• SOURCE EXTRACT:
--- Begin ---

How to fully divide the mesh into multiple independent mesh objects
Hi everyone,
I'm working with a pipe mesh imported from an IFC file using the Bonsai addon in Blender, and I'm trying to divide it into several separate mesh objects. My goal is to split the geometry only — the IFC data is not important at this stage of my workflow.
Here's what I've tried so far:
- I used the Bisect Tool to cut the mesh at a specific point.
- Then I used the Separate Tool to create a new object from one side of the cut.
- This did create a new object, but the original mesh seems unchanged — when I select the remaining part, it still includes the entire mesh.
- I also tried saving the IFC file and viewing it in an IFC viewer, but no changes were visible.

--- End ---

• GIVEN EXERCISE 1: Count the lines in the records that contain the word "pixel", and reply with that number alone.

• MATERIAL FOR THE TASK:
--- Begin ---

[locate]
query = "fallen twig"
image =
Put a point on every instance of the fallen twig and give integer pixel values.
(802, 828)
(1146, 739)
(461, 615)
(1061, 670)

--- End ---
--- Begin ---

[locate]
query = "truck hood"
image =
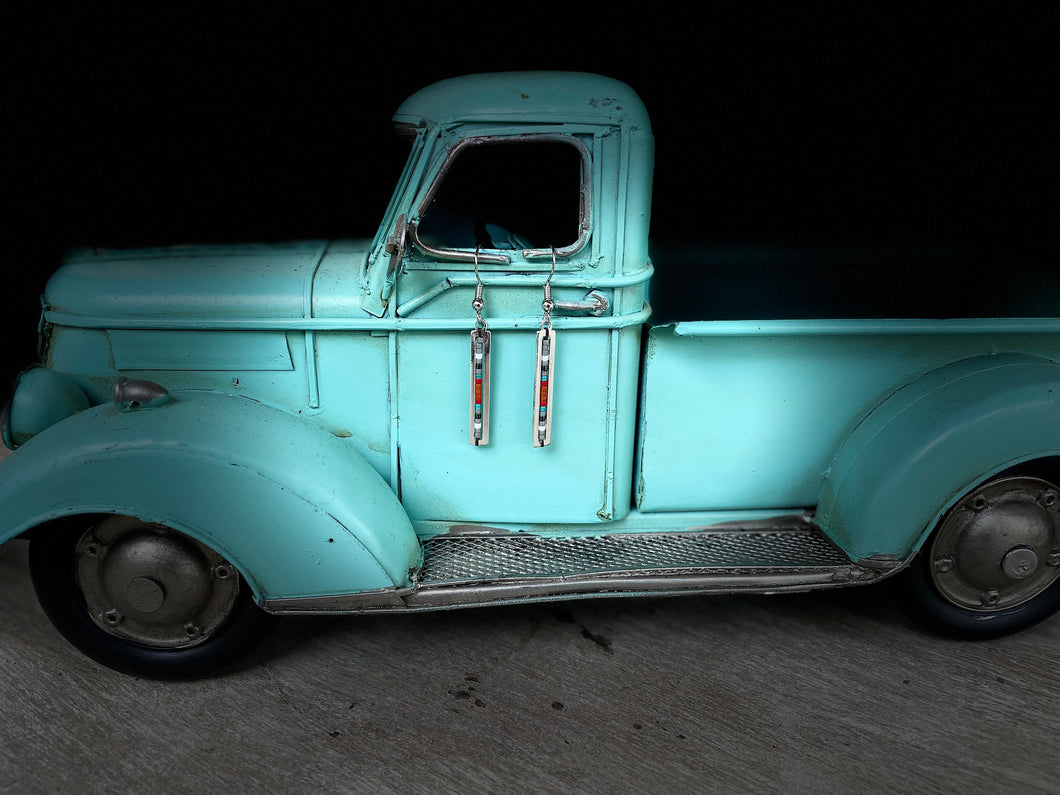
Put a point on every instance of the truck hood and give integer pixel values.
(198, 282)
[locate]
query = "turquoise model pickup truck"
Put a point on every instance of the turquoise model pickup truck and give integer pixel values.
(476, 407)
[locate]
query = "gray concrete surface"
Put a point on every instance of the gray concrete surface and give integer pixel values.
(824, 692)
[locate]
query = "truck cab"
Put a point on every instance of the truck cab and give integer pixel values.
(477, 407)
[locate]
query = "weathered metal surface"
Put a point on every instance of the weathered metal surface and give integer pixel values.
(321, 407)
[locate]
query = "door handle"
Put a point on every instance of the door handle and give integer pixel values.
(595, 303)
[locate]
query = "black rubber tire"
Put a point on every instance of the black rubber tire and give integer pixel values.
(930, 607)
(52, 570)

--- End ---

• GIVEN EXERCISE 2: Carry on the post about splitting a pipe mesh in Blender from the point where it stops.

• EXPECTED ANSWER 1: 8

• EXPECTED ANSWER 2:
What I need is a way to fully divide the mesh into multiple independent mesh objects, without worrying about the IFC metadata for now. I’ll reassign the data later in my workflow.
Questions:
- Is this kind of mesh separation doable within the Bonsai addon?
- Is there a recommended workflow for cutting and separating geometry from IFC meshes?
- Are there any limitations or known issues with mesh editing in Bonsai that I should be aware of?
Any hints, tips, or workflows would be greatly appreciated! I'm attaching example of pipe mesh as ifc file.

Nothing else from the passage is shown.